> THE TASK
Reproduce the entries starting at the line containing "of the dark" and ending at the line containing "x=382, y=146", substituting "worker's arm" for each occurrence of "man's arm" and changing nothing else.

========

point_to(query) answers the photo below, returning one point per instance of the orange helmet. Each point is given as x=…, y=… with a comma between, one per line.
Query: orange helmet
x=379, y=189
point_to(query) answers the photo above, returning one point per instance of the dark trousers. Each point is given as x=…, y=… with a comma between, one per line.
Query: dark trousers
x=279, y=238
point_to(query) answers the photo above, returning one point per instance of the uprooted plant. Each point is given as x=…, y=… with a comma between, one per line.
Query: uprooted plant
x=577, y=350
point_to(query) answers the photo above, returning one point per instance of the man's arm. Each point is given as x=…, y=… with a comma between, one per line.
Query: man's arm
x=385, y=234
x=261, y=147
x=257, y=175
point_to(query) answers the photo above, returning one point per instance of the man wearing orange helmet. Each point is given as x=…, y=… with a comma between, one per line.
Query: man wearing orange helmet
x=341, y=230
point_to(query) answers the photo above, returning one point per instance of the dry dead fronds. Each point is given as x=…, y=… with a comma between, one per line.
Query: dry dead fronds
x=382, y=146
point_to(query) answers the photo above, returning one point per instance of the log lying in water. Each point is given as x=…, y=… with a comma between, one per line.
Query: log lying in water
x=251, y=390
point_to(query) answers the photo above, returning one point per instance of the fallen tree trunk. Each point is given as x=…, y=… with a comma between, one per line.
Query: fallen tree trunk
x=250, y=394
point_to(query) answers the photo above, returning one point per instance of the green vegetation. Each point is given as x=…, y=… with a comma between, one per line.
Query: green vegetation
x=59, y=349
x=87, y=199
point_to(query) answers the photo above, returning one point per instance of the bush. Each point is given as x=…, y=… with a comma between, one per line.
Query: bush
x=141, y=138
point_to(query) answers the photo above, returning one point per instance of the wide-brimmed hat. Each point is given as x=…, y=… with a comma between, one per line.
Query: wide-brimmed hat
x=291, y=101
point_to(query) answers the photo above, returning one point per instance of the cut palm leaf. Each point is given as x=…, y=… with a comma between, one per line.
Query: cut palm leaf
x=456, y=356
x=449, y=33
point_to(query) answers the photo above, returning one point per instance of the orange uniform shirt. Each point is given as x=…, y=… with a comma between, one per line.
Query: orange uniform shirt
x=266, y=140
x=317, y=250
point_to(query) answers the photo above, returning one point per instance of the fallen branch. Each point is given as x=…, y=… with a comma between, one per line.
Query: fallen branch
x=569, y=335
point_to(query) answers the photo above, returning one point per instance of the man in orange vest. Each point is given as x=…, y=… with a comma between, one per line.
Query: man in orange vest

========

> TASK OUTPUT
point_to(query) answers the photo above, returning one point per instance of the dark trousers. Each point is given as x=…, y=… with a comma between, one per line.
Query: dark trousers
x=279, y=238
point_to(query) answers the photo above, returning one point per instance of the uprooted plant. Each point is given as x=…, y=… with a comma between, one per line.
Query: uprooted plant
x=577, y=350
point_to(query) answers the photo above, returning one point per instance of the worker's arm. Each point is given as x=…, y=… with a comma between, one per line.
Query: worker's arm
x=385, y=234
x=261, y=147
x=257, y=175
point_to(query) answers the photo above, returning one point per instance of the man wearing orange helmet. Each point is given as x=…, y=… with a comma between, one per line.
Query: man wearing orange helmet
x=341, y=230
point_to(query) answers the photo above, returning one point per instance of the dry dead fronds. Each point is given as x=…, y=… with a comma between, one per line.
Query: dry dead fronds
x=382, y=146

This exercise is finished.